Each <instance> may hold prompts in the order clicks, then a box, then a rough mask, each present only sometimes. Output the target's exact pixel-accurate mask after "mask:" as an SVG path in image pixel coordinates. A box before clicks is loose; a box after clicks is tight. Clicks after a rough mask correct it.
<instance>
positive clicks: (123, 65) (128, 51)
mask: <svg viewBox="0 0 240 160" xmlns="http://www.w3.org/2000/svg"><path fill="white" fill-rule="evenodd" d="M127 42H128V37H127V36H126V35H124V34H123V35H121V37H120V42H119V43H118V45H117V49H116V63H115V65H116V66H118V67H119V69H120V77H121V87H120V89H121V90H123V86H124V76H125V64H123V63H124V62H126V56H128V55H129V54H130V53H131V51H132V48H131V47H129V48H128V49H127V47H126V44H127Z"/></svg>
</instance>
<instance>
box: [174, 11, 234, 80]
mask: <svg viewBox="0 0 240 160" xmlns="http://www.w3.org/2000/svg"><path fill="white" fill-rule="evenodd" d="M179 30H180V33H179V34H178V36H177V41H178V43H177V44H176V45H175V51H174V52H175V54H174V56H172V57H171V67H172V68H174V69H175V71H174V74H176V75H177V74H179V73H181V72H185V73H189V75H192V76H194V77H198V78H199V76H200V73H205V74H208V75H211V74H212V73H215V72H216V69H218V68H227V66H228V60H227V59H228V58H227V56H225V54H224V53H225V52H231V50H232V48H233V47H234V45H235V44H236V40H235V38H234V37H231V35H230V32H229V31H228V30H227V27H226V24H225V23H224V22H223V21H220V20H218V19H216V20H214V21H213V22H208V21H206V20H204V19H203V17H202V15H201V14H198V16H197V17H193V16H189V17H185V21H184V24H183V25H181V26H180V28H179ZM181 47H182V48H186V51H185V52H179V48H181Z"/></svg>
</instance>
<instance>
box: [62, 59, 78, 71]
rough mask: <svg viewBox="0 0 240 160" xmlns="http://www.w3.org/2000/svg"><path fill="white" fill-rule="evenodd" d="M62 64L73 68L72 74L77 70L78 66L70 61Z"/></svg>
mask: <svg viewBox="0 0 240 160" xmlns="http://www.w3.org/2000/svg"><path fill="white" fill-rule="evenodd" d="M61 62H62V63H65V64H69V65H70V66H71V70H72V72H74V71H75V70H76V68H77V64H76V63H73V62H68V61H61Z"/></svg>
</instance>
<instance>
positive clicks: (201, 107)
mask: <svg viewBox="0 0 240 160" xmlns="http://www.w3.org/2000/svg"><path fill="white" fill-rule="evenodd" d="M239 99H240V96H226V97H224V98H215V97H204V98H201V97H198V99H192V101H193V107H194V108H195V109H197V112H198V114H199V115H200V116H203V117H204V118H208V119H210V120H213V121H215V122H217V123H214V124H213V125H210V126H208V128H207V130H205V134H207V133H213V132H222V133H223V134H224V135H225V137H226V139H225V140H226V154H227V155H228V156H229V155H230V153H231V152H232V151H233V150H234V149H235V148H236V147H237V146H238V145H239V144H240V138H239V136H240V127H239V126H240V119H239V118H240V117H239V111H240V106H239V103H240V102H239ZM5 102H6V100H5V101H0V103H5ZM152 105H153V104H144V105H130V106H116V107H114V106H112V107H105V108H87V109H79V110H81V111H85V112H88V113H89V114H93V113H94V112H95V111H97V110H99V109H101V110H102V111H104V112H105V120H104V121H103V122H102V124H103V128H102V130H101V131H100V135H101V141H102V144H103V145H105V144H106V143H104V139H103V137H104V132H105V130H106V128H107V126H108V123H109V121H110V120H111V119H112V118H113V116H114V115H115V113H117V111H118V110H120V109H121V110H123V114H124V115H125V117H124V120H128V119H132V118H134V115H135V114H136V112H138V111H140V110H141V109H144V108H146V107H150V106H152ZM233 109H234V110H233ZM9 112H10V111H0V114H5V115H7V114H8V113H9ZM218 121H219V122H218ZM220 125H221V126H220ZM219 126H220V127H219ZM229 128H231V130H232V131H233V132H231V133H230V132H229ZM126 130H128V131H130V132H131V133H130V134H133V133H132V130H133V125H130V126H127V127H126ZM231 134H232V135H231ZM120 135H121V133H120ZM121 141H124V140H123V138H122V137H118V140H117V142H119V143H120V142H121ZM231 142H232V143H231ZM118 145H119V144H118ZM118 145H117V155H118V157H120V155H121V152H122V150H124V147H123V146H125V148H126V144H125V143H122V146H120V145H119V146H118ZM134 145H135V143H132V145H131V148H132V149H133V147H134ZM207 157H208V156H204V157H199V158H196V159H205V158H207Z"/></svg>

== == ==

▸ **Instructions to follow**:
Go back to the listing above and please repeat it exactly.

▸ **Finished task**:
Each <instance> may hold prompts in the order clicks, then a box, then a rough mask, each present only sometimes. Output the target's exact pixel-accurate mask after "mask:" as an SVG path in image pixel coordinates. A box before clicks is loose; a box after clicks is tight. Clicks after a rough mask correct it.
<instance>
positive clicks: (123, 65) (128, 51)
mask: <svg viewBox="0 0 240 160" xmlns="http://www.w3.org/2000/svg"><path fill="white" fill-rule="evenodd" d="M127 42H128V37H127V36H126V35H124V34H123V35H121V37H120V42H119V43H118V45H117V49H116V63H115V65H116V66H118V67H119V69H120V77H121V87H120V89H121V90H123V86H124V76H125V64H123V63H124V62H126V56H128V55H129V54H130V53H131V51H132V48H131V47H129V48H128V49H127V47H126V44H127Z"/></svg>
</instance>
<instance>
box: [174, 11, 234, 80]
mask: <svg viewBox="0 0 240 160" xmlns="http://www.w3.org/2000/svg"><path fill="white" fill-rule="evenodd" d="M179 30H180V33H179V34H178V36H177V41H178V43H177V44H176V45H175V51H174V52H175V54H174V56H172V57H171V67H172V68H174V69H175V71H174V74H176V75H177V74H179V73H181V72H185V73H189V75H192V76H194V77H198V78H199V76H200V73H205V74H208V75H211V74H212V73H215V72H216V69H218V68H227V66H228V60H227V59H228V58H227V56H225V54H224V53H225V52H231V50H232V48H233V47H234V45H235V44H236V40H235V38H234V37H231V35H230V32H229V31H228V30H227V27H226V24H225V23H224V22H223V21H220V20H218V19H216V20H214V21H213V22H208V21H206V20H204V19H203V17H202V15H201V14H198V16H197V17H193V16H189V17H185V21H184V24H183V25H181V26H180V28H179ZM181 47H182V48H186V51H185V52H179V48H181Z"/></svg>
</instance>
<instance>
box: [62, 59, 78, 71]
rough mask: <svg viewBox="0 0 240 160" xmlns="http://www.w3.org/2000/svg"><path fill="white" fill-rule="evenodd" d="M62 64L73 68L72 74L77 70L78 66L70 61Z"/></svg>
mask: <svg viewBox="0 0 240 160" xmlns="http://www.w3.org/2000/svg"><path fill="white" fill-rule="evenodd" d="M61 62H62V63H65V64H69V65H70V66H71V70H72V72H74V71H75V70H76V68H77V64H76V63H73V62H68V61H61Z"/></svg>
</instance>
<instance>
positive clicks: (201, 107)
mask: <svg viewBox="0 0 240 160" xmlns="http://www.w3.org/2000/svg"><path fill="white" fill-rule="evenodd" d="M239 99H240V96H226V97H224V98H215V97H204V98H201V97H198V99H192V101H193V107H194V108H195V109H197V112H198V114H199V115H200V116H203V117H204V118H208V119H210V120H213V121H215V122H217V123H214V124H213V125H210V126H208V128H207V130H205V134H207V133H213V132H222V133H223V134H224V135H225V137H226V139H225V140H226V154H227V155H228V156H229V155H230V153H231V152H232V151H233V150H234V149H235V148H236V147H237V146H238V145H239V144H240V138H239V136H240V127H239V126H240V119H239V118H240V117H239V111H240V106H239V103H240V102H239ZM5 102H6V100H5V101H0V103H5ZM152 105H153V104H144V105H130V106H116V107H114V106H112V107H105V108H87V109H79V110H81V111H85V112H88V113H89V114H93V113H94V112H95V111H97V110H99V109H101V110H102V111H104V112H105V120H104V121H103V122H102V124H103V128H102V130H101V131H100V135H101V141H102V144H103V145H105V144H106V143H104V139H103V137H104V132H105V130H106V128H107V126H108V123H109V121H110V120H111V119H112V118H113V116H114V115H115V113H117V111H118V110H120V109H121V110H123V114H124V115H125V117H124V120H128V119H132V118H134V115H135V114H136V112H138V111H140V110H141V109H144V108H146V107H150V106H152ZM233 109H234V110H233ZM9 112H10V111H0V114H5V115H7V114H8V113H9ZM218 121H219V122H218ZM220 125H221V126H220ZM219 126H220V127H219ZM229 128H231V130H232V131H233V132H231V133H230V132H229ZM126 130H128V131H130V132H131V133H130V134H133V133H132V130H133V125H130V126H127V127H126ZM231 134H232V135H231ZM120 135H121V133H120ZM121 141H124V140H123V138H122V137H118V140H117V142H119V143H120V142H121ZM231 142H232V143H231ZM118 145H119V144H118ZM118 145H117V155H118V157H120V155H121V152H122V150H124V147H123V146H125V148H126V144H125V143H122V146H120V145H119V146H118ZM134 145H135V143H132V145H131V148H132V149H133V147H134ZM207 157H208V156H204V157H199V158H196V159H205V158H207Z"/></svg>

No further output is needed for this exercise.